OBJECTIVE:
Please repeat the items verbatim, from the line holding "For each instance of the concrete" through the end of the items, both ends included.

Items taken from a collection
——

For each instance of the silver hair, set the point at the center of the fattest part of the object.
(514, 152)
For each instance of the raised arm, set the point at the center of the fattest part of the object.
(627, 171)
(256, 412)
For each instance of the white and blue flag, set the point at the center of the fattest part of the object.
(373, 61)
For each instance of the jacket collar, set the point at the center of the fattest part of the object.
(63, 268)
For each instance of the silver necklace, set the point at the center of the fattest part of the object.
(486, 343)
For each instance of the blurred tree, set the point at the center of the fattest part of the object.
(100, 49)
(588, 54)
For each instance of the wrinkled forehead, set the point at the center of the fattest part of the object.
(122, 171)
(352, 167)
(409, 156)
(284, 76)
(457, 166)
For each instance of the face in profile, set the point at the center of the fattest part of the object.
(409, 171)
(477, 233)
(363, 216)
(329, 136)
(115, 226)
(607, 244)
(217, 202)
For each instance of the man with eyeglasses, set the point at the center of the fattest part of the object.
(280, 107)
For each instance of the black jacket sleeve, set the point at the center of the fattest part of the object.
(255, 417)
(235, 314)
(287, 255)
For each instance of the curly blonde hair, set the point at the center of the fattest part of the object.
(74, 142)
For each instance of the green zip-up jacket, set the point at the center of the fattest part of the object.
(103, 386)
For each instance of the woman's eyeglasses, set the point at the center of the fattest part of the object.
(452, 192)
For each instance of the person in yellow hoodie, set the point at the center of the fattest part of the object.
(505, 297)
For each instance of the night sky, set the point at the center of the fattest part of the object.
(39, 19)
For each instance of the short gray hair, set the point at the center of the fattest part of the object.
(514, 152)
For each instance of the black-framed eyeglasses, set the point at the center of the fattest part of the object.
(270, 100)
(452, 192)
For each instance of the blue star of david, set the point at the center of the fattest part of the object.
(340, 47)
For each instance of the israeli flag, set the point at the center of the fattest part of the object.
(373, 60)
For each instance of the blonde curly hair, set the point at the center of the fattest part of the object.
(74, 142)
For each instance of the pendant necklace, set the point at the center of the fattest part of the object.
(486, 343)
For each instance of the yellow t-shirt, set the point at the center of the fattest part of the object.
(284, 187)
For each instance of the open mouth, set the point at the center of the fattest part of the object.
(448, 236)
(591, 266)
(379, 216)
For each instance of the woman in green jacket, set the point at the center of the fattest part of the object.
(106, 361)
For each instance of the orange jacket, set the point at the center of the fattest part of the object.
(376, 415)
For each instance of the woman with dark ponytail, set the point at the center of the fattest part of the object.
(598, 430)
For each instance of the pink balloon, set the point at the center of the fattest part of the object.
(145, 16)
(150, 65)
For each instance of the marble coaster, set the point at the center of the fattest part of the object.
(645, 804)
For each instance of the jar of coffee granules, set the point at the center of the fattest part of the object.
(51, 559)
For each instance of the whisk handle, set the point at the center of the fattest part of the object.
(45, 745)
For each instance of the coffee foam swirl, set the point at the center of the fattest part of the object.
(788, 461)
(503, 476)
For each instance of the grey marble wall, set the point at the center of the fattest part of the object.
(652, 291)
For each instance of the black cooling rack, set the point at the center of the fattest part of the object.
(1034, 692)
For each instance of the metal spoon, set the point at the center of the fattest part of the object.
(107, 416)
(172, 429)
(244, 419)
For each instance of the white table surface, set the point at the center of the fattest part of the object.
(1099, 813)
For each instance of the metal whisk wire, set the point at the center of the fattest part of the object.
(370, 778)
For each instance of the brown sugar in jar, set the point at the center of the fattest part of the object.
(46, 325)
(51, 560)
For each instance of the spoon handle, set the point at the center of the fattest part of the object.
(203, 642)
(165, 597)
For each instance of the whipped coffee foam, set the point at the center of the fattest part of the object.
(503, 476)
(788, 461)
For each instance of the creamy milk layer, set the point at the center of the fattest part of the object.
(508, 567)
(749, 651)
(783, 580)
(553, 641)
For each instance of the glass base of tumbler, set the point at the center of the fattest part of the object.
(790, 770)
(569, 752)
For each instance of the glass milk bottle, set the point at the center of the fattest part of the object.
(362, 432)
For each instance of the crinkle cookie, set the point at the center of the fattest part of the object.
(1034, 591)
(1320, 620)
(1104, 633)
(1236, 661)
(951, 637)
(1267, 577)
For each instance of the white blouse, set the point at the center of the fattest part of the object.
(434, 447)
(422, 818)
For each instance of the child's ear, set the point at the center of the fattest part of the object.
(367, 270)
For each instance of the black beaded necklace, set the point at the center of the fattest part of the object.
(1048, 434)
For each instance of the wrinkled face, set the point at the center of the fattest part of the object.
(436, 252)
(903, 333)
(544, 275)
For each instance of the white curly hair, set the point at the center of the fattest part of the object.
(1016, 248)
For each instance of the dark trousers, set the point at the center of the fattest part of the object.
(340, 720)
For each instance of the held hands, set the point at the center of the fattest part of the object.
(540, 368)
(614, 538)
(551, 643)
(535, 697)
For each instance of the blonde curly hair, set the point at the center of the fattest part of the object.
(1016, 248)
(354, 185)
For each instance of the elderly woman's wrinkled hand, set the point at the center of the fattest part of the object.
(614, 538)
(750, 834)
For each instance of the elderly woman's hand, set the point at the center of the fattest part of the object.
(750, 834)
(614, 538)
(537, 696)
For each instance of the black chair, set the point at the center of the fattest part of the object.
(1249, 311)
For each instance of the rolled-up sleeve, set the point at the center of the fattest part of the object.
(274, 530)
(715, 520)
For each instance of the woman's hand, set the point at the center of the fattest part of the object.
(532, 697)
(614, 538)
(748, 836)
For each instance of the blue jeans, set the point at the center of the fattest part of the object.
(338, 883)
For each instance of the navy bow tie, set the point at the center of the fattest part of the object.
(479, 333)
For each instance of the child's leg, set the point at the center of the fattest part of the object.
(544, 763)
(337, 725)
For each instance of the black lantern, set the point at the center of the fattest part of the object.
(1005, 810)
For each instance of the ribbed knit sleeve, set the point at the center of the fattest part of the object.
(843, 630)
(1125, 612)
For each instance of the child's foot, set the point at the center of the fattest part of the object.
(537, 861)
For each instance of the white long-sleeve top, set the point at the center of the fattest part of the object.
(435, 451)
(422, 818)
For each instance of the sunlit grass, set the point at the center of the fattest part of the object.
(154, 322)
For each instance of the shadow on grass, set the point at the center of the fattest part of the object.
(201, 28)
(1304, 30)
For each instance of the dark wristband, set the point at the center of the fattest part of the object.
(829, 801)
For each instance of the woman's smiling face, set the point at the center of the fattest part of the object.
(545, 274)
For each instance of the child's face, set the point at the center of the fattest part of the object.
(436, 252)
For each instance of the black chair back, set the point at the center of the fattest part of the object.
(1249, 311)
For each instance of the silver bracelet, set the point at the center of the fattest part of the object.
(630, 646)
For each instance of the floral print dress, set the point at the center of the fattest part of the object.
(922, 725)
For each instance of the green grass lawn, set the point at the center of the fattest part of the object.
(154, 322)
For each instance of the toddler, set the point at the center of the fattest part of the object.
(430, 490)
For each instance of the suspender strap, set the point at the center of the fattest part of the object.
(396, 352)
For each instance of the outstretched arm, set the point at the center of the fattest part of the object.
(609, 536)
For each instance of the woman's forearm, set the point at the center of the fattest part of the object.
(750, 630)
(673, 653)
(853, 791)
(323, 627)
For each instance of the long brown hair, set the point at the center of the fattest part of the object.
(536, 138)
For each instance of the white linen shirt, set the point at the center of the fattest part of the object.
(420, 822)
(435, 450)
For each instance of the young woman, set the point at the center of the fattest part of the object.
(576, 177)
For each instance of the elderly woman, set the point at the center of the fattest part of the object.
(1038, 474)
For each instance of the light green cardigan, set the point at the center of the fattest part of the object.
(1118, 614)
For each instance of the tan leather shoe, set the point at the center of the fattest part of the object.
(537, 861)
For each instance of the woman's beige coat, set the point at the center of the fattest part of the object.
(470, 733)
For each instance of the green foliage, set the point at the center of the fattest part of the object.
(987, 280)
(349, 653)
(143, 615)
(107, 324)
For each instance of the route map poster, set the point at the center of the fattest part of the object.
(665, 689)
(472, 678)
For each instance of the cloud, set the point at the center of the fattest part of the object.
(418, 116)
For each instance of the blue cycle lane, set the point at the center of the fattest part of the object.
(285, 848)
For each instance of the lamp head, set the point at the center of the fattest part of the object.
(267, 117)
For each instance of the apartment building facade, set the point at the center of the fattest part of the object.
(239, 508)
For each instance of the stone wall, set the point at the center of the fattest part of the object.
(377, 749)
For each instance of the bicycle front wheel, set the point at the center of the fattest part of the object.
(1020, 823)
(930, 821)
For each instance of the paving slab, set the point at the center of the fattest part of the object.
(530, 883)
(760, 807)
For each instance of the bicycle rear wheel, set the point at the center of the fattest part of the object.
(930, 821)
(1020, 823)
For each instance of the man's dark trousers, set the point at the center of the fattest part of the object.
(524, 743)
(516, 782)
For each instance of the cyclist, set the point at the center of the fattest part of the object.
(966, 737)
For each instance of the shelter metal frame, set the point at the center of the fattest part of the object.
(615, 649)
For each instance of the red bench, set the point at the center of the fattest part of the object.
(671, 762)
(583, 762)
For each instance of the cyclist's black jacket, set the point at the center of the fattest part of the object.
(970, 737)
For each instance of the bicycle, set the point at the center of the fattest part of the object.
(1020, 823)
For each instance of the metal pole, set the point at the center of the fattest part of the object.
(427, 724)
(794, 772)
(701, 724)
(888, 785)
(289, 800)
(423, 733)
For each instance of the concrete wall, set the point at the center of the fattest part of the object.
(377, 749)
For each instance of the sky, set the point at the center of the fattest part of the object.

——

REPLY:
For each instance of the concrete wall, set the point at the center of the fattest part of the object.
(377, 749)
For each instance of the sky, set the point at the center of the fattest part of the object.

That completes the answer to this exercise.